» Data provided:
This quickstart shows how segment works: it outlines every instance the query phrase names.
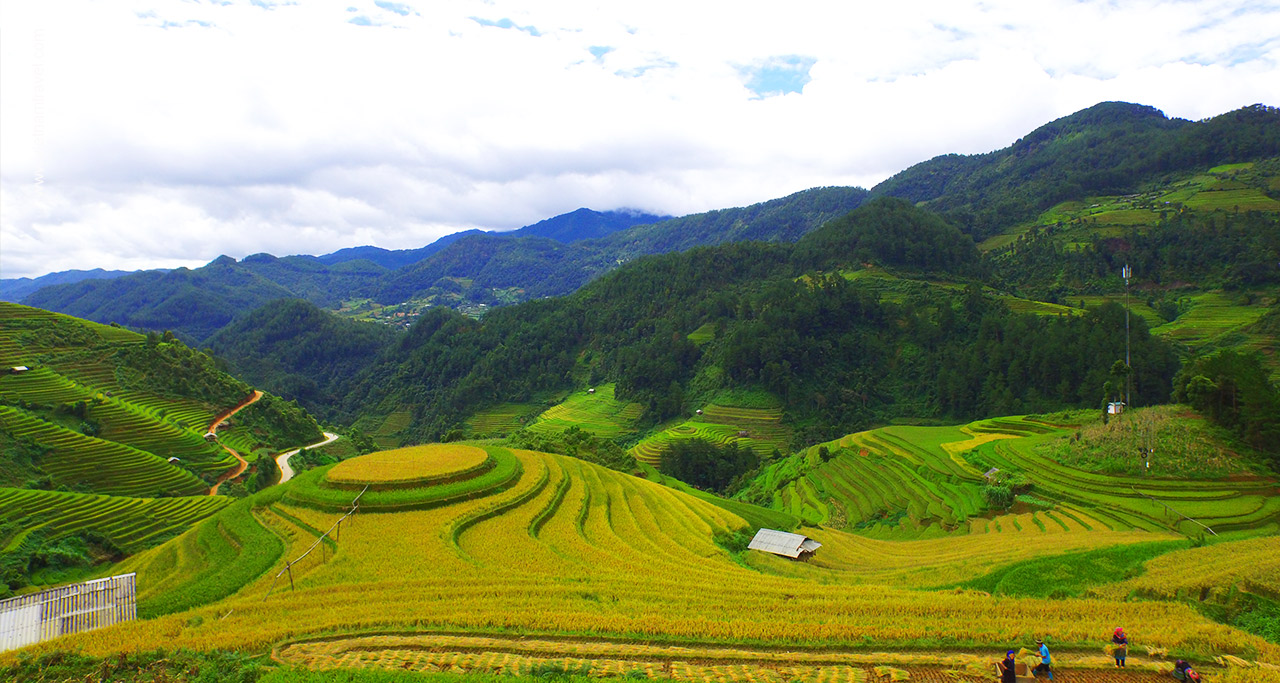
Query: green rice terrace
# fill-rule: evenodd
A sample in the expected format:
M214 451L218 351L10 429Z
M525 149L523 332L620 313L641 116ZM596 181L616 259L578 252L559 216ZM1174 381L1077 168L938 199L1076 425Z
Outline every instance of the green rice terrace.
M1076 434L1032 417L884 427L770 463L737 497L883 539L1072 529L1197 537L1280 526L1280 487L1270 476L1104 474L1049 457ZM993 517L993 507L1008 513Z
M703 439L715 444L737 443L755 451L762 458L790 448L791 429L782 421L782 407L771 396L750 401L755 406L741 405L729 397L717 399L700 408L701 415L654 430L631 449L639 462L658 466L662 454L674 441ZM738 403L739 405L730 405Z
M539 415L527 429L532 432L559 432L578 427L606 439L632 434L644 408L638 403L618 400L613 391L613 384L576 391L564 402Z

--

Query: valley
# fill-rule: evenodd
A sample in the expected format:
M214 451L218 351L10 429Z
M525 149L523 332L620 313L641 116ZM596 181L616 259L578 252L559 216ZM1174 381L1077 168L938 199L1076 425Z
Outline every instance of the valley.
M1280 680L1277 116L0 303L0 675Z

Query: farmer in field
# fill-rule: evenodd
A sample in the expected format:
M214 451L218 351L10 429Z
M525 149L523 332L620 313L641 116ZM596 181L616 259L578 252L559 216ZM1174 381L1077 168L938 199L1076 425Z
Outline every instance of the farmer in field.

» Assignment:
Which lines of the records above hold the word "farmer"? Copy each one out.

» Response to the exercise:
Query: farmer in field
Outline every instance of the farmer in field.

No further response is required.